WHAT TO WORK ON = Repeat every record exactly as given.

RECORDS SHOWN =
=== Begin Enclosure ===
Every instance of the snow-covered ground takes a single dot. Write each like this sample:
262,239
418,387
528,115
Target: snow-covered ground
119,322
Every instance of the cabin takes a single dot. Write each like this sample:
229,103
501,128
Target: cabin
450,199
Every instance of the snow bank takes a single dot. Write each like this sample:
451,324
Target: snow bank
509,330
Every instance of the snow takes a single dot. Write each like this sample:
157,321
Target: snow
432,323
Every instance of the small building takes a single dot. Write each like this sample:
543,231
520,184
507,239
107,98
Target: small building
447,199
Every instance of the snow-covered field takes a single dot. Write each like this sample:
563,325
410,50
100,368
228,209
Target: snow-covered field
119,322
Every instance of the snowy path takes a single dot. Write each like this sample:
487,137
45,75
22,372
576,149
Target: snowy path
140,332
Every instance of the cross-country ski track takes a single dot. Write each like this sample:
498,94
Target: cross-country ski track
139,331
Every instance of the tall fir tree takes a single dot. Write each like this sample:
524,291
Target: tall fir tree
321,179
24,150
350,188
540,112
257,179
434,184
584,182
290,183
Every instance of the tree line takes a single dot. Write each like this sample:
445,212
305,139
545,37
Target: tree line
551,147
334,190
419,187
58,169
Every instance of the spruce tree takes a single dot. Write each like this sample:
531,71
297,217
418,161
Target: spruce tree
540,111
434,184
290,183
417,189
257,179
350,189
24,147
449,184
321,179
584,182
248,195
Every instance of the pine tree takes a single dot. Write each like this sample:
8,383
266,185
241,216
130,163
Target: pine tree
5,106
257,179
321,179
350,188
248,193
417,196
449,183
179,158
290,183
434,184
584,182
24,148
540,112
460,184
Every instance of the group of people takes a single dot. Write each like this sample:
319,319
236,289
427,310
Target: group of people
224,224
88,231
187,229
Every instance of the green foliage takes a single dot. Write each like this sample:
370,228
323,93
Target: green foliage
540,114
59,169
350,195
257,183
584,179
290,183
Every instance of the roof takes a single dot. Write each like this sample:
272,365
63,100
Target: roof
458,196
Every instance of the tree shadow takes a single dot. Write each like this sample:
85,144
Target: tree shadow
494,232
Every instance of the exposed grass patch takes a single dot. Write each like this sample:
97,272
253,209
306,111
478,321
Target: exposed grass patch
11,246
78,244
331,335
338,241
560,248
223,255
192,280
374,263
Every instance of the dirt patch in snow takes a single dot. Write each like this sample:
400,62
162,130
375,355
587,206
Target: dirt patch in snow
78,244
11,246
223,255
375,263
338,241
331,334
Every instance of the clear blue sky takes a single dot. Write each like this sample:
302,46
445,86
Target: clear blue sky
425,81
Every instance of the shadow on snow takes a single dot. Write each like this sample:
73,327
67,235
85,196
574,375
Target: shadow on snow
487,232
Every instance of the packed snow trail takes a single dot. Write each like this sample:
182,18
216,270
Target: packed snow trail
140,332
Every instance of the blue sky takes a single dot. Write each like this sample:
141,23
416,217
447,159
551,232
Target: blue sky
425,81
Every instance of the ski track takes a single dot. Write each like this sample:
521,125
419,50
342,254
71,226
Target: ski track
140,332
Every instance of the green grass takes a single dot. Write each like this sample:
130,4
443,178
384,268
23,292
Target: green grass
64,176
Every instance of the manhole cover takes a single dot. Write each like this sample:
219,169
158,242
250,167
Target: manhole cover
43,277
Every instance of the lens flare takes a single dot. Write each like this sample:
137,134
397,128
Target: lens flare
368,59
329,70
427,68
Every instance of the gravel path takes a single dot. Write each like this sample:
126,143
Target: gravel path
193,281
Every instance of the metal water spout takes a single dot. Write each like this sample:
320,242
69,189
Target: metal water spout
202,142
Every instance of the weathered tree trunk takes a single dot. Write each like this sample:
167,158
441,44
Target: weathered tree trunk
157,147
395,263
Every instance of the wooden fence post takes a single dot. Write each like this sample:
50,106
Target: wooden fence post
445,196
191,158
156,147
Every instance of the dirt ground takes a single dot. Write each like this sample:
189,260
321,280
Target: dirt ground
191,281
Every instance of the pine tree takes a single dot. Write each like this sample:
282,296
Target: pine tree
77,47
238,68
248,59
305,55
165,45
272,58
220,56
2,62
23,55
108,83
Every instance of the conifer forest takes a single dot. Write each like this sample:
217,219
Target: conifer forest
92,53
=== End Enclosure ===
SOLUTION FOR THIS PROBLEM =
Every instance of the snow-covered ground takes a single dot. Write each like this sample:
262,239
418,387
528,115
Target: snow-covered ground
119,322
Every instance of the cabin takes a single dot. Write each like this sample:
229,103
501,128
Target: cabin
450,199
Every instance of the snow bank takes a single dot. Write each like this sample:
451,324
Target: snow bank
509,330
Every instance of the snow takes a single dot. Write each like this sample:
157,321
Target: snow
432,323
Every instance of the small building takes a single dot. Write each like this sample:
543,231
520,184
507,239
107,98
Target: small building
447,199
Every instance of the snow-covered field takes a single dot. Write each like this sample:
563,325
410,50
100,368
228,209
Target: snow-covered field
119,322
Every instance of the snowy path takes a single dot. Write each like this sample:
487,137
45,75
22,372
576,149
Target: snowy path
140,332
Every instance of the cross-country ski track takes a single dot. Write each like this sample:
498,94
Target: cross-country ski track
139,331
Every instance of the tall fir tree takes a single dot. Write each like this sample:
524,291
Target: tall fir tree
321,179
24,150
350,188
540,112
257,179
434,184
584,182
290,183
Every instance of the tree line takes a single dot. Write each like this sample:
445,212
305,139
545,37
Target: tree line
551,147
334,190
419,187
58,169
Every instance of the spruce tree takes a single dot. Write each like this sample:
531,71
297,217
418,161
Target: spruce tree
540,111
434,184
290,183
417,189
257,179
350,189
24,147
449,184
321,179
584,182
248,195
Every instance of the pine tree takes a single dot. Write each like this sample:
8,383
266,185
241,216
130,163
Target: pine tree
5,106
257,179
321,179
350,188
248,193
417,196
449,183
179,158
290,183
434,184
584,182
24,148
540,112
460,184
Every instance of the group of people takes a single dot. Write each like this sample:
319,319
236,289
427,310
Target: group of people
224,224
88,231
187,229
Every instance of the green foliage takes a single dot. Write each like this sample:
370,228
323,93
Target: green foliage
540,114
59,169
350,195
257,183
584,179
290,183
Every instance of the roof takes a single dot. Write each like this sample:
272,365
63,100
Target: roof
458,196
Every instance of the tree shadow takes a single dot. Write each like this sample:
85,144
Target: tree shadow
494,232
Every instance of the exposed grass patch takes a single dot. Write each like this sample:
97,272
253,209
306,111
478,321
Target: exposed grass patch
11,246
78,244
331,335
338,241
560,248
223,255
192,280
374,263
Every instance of the dirt patch in snow takes a single dot. Write each like this sample:
400,62
162,130
375,355
587,206
Target: dirt patch in snow
78,244
11,246
223,255
375,263
338,241
331,334
Every instance of the clear blue sky takes a single dot. Write each like this sample:
302,46
445,86
Target: clear blue sky
425,81
Every instance of the shadow on snow takes a single dot. Write each like this sample:
73,327
67,235
85,196
574,375
Target: shadow on snow
487,232
Every instance of the packed snow trail takes a single dot. Write each like this sample:
182,18
216,270
Target: packed snow trail
140,332
Every instance of the blue sky takes a single dot. Write each like this sample:
141,23
416,217
447,159
551,232
Target: blue sky
425,81
Every instance of the ski track takes a single dot. Write each like this sample:
521,125
419,50
342,254
71,226
Target: ski track
140,332
Every instance of the green grass takes a single dot. Write each like this sample:
130,4
443,178
384,268
23,292
Target: green grass
64,176
Every instance of the manhole cover takes a single dot. Write each like this sample:
219,169
158,242
250,167
Target: manhole cover
43,277
Every instance of the lens flare takes a single dot. Write each like this sample:
137,134
397,128
Target: lens flare
368,59
329,70
427,68
Every instance of the gravel path takes a single dot. Write each like this sample:
126,143
Target: gravel path
193,281
Every instance of the metal water spout takes a single dot. Write each like this sample:
320,242
69,189
Target: metal water spout
202,142
Every instance of the weathered tree trunk takes a single dot. Write each like this sample:
167,158
441,44
Target: weathered tree trunk
157,147
395,263
Every instance of the wooden fence post takes a single dot. Write each like this sample:
50,106
Target: wooden fence post
445,196
191,158
156,147
Every instance of the dirt ground takes a single dot. Write each like this sample:
189,260
321,280
Target: dirt ground
191,281
Every instance of the pine tree takes a single dot. Write each like this sample:
282,296
Target: pine tree
77,47
238,68
248,59
305,55
165,45
272,58
220,56
2,62
23,55
108,83
Every instance of the conifer forest takes a single dot. Write each like this sample:
217,219
Target: conifer forest
92,53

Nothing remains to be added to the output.